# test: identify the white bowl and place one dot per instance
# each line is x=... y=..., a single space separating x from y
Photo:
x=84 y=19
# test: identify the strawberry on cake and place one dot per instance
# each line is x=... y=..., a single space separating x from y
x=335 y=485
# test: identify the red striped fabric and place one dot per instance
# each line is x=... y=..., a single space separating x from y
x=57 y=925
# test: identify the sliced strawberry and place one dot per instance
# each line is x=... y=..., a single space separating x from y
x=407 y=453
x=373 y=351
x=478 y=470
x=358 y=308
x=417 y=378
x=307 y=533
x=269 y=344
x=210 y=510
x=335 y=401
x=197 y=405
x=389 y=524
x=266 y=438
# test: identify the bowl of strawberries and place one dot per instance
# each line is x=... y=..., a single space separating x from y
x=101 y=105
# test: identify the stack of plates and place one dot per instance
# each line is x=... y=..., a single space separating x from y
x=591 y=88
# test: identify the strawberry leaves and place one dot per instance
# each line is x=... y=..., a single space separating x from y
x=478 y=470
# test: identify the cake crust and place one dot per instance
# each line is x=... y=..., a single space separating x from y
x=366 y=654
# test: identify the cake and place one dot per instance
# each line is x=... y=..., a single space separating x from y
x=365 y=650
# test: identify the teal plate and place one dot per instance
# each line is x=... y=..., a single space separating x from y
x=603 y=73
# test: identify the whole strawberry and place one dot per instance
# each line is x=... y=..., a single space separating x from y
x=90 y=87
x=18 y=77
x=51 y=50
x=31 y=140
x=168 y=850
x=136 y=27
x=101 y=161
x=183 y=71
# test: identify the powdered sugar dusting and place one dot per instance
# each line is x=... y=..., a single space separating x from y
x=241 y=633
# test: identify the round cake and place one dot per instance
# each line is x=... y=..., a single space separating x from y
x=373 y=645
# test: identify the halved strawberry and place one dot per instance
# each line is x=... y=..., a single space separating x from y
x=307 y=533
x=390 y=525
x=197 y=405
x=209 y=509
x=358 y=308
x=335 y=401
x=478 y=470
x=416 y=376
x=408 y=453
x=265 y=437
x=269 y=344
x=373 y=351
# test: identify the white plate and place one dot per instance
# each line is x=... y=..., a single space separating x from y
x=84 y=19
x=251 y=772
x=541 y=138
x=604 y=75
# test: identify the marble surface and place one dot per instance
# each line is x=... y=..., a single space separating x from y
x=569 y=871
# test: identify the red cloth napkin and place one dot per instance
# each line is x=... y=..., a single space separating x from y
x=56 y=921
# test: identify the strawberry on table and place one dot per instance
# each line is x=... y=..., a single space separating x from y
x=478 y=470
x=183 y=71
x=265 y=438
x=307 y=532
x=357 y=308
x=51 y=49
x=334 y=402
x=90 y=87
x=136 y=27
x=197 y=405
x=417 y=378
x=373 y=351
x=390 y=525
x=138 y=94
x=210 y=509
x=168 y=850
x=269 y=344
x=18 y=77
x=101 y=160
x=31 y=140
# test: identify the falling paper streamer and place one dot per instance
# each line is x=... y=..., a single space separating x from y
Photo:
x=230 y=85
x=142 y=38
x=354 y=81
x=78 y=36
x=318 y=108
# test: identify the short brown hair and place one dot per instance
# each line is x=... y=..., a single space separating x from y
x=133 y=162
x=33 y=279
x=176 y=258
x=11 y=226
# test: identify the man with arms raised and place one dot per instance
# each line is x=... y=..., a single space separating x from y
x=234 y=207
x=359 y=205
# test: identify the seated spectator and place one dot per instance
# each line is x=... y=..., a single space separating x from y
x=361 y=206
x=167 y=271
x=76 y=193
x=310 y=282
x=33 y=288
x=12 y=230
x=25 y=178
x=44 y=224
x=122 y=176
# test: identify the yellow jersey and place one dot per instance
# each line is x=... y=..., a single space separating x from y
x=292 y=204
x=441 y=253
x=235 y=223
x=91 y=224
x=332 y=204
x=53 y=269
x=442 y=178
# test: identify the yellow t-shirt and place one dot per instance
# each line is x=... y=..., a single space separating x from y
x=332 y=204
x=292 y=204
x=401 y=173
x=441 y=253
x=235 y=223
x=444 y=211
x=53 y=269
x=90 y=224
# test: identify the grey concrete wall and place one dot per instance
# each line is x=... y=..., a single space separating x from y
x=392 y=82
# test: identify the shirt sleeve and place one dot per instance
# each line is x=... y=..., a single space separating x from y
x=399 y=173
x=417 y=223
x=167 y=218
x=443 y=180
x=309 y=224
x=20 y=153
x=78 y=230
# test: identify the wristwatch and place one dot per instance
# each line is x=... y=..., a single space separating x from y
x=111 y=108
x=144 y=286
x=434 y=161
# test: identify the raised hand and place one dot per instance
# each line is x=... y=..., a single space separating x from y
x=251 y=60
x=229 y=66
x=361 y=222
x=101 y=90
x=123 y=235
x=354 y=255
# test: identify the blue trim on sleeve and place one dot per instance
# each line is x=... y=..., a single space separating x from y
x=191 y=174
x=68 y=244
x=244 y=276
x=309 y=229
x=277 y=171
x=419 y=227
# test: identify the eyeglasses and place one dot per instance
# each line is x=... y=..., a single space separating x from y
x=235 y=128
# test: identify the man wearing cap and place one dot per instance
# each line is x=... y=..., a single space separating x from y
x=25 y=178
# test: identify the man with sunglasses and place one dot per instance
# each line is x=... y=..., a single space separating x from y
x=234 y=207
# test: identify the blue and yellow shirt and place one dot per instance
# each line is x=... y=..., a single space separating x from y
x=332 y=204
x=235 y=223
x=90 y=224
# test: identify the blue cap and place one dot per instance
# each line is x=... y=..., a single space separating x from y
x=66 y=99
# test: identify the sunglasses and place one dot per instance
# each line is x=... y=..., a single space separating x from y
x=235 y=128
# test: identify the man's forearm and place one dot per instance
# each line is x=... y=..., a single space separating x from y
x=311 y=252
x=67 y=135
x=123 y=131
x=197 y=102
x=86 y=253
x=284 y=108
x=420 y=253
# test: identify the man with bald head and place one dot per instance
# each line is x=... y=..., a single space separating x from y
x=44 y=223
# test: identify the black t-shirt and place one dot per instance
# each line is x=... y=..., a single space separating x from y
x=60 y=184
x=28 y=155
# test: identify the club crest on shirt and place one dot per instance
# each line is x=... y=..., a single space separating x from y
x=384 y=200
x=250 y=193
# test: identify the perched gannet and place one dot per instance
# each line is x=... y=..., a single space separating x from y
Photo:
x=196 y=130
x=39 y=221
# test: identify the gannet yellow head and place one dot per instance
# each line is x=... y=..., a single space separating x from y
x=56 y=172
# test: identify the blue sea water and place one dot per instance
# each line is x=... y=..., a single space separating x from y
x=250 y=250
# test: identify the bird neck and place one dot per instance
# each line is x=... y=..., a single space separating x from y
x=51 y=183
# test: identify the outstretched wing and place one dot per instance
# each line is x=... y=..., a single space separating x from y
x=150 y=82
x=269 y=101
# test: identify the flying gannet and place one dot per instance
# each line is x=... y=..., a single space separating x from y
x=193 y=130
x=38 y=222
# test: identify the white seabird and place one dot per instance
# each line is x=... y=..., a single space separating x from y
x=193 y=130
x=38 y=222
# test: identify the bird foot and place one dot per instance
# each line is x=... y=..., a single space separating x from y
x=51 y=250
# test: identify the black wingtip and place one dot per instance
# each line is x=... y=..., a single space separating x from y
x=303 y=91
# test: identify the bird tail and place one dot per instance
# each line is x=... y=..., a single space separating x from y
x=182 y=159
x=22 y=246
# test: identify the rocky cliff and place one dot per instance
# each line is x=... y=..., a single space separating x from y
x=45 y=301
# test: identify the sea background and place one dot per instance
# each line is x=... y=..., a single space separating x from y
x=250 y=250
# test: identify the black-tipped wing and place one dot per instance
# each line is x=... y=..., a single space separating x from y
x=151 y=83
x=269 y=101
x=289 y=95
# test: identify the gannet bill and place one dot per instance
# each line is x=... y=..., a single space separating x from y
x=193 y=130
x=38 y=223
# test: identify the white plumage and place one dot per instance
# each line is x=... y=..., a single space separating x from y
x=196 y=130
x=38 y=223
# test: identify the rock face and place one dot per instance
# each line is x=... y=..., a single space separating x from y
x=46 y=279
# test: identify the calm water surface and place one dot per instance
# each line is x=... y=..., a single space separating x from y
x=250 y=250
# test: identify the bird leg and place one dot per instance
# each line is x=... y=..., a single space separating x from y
* * * * * * * * *
**TASK STATEMENT:** Write out again, exactly, the lines from the one holding "# test: identify the sea background" through the end of the listing, with both ends included.

**REPLY:**
# test: identify the sea background and place one dot per instance
# each line is x=... y=..., a single space separating x from y
x=250 y=250
# test: identify the black-tipped wing and place one dot per instance
# each line is x=... y=..., a single space separating x from y
x=151 y=83
x=269 y=101
x=289 y=95
# test: identify the gannet bill and place one dot per instance
# each line is x=... y=..., a single space separating x from y
x=193 y=130
x=38 y=223
# test: identify the white plumage and place one dot per instance
# each line is x=... y=..., a single space separating x from y
x=196 y=130
x=38 y=223
# test: identify the rock face and place one dot per instance
# each line is x=... y=..., a single space separating x from y
x=46 y=279
# test: identify the calm water surface and place one dot per instance
# each line is x=... y=..., a single space separating x from y
x=250 y=250
# test: identify the bird leg and place one dot per instance
# each line is x=... y=..., a single space separating x from y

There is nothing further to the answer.